• **Instructions**
(a) Rewrite the paragraph of the blog post beginning "When I was a little girl" as a short bulleted list that keeps its main facts.
(b) In the blog post, who forwarded the article about a farewell to books?

• **Source extract**
╭──

My blog tonight is tuned to the frequency of the "writing world." Today, a rather disturbing and somewhat frightening article was forwarded to me by my good cyber writing friend, Ruth Casie (www.RuthACasie.com) - basically, a farewell to books... The link: http://m.guardian.co.uk/ms/p/gnm/op/view.m?id=15&cat=books&gid=%2Fbooks%2F2011%2Faug%2F22%2Fare-books-dead-ewan-morrison&type=article
So, fellow authors, do you suddenly feel like you have an expiration date tattooed across your forehead? Has all your hard work been for nothing? And what of you, like me, who aren't published, but actively engaged in trying to get someone to notice you? Does the door appear to be closing, the window locked, leaving you in the middle of an empty space with your prized manuscript in hand? Is "hope" nothing more than another "four letter word?"
When I was a little girl, my grandfather owned a pink Cadillac - one with a gold grille. He was so proud of that car and drove it everywhere. It was his personal symbol of success. He was a home builder, a quite successful one, and when he could pay cash for this car, it made all the years of hard work and sacrifice, worth every torturous moment.
What is the personal "symbol of success" you're striving for as an author? Is it to see you book in hardcover on the shelf of Barnes & Noble? Your name on the New York Best Seller list? Finally earning a living at doing what you truly enjoy and being able to kiss the day job goodbye? I can honestly say any, and all three, would equal my "pink Cadillac."

╰──

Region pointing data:
╭──

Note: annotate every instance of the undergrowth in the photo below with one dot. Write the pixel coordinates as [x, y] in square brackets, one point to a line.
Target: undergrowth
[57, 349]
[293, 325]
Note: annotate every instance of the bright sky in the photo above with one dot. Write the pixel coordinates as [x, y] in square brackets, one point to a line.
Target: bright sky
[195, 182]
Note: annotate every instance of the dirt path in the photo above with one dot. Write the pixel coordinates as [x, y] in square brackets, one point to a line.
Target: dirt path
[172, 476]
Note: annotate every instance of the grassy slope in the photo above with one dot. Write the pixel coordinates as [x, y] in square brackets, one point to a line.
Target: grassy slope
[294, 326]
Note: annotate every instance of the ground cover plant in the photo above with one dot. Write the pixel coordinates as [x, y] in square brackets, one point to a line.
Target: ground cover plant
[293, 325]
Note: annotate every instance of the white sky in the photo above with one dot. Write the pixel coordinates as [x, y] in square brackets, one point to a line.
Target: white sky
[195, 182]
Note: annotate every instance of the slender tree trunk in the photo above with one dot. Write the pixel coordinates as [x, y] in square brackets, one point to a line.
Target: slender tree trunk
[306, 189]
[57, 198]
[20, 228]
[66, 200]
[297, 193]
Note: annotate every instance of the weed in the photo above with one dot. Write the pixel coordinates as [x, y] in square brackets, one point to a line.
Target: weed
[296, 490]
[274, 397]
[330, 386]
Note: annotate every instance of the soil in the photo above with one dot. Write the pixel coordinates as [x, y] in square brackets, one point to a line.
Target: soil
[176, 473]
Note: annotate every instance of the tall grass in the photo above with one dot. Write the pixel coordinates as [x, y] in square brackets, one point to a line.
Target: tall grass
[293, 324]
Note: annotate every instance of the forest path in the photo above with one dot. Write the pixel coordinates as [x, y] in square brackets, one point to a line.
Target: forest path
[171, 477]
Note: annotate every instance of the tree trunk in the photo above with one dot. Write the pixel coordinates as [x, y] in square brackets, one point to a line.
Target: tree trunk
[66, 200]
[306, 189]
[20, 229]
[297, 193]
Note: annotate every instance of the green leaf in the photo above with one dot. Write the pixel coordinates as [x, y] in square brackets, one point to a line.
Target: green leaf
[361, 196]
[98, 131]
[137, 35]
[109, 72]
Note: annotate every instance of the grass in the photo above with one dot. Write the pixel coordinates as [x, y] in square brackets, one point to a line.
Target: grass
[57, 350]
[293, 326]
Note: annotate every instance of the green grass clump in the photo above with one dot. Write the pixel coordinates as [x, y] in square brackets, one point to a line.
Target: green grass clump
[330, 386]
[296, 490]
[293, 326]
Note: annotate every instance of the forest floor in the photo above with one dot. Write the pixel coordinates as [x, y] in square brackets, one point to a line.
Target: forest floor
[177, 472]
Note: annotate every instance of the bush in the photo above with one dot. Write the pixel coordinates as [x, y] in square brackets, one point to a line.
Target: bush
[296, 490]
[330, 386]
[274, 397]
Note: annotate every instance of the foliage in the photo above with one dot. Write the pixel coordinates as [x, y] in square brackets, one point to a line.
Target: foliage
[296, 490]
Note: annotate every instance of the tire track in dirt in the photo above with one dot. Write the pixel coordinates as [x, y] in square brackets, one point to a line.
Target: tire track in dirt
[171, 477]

╰──

• **Answers for the tasks**
(a)
- The grandfather owned a pink Cadillac with a gold grille.
- He was very proud of it and drove it everywhere.
- The car was his personal symbol of success.
- He was a successful home builder.
- Being able to pay cash for the car made his years of hard work and sacrifice worthwhile.

(b) Ruth Casie, the blogger's cyber writing friend.